Objective ▸ Reproduce the records verbatim, starting at the line containing "the worker's hand?" and continuing through the end of the records.

Dataset rows ▸
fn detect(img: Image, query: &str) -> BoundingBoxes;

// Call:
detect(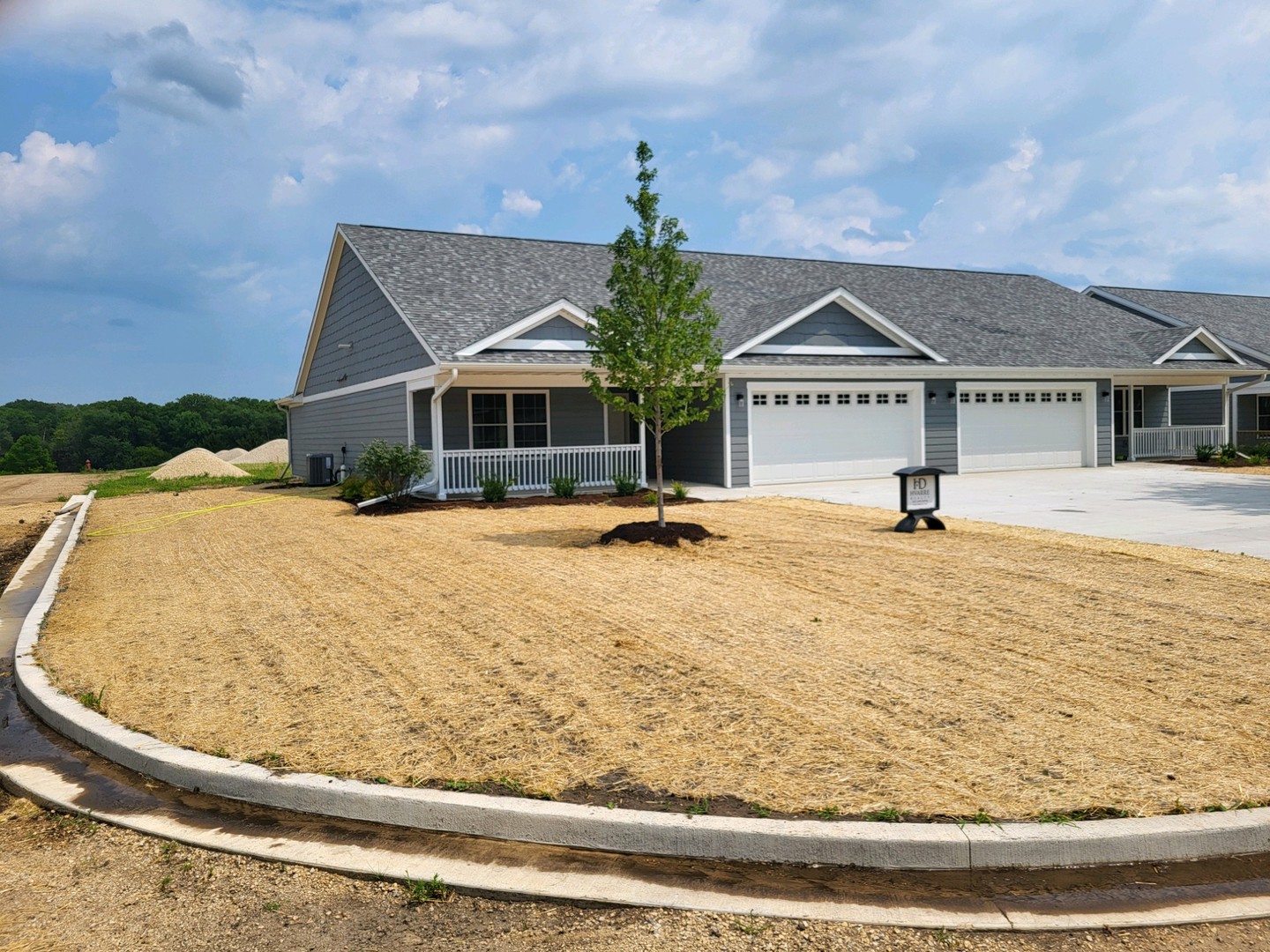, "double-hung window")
[471,391,549,450]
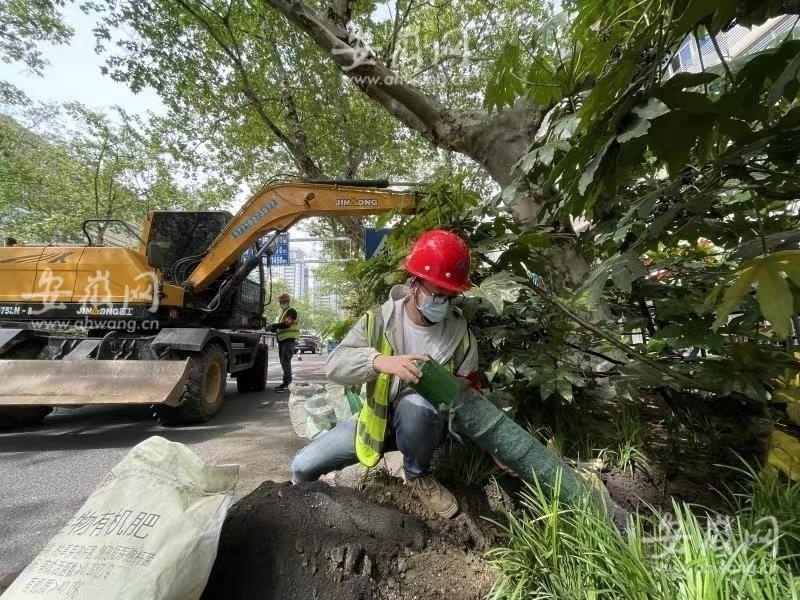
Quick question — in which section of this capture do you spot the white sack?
[2,437,239,600]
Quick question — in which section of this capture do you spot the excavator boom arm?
[187,183,416,292]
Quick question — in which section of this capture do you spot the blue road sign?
[271,233,291,267]
[364,227,391,260]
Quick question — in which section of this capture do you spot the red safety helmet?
[405,229,472,292]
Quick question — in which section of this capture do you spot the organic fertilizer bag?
[2,437,239,600]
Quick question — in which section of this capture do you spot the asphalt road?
[0,352,324,591]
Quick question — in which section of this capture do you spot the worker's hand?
[372,354,428,383]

Exercise output ▸
Quick question — in which section of this capture do you spot the worker's hand?
[372,354,428,383]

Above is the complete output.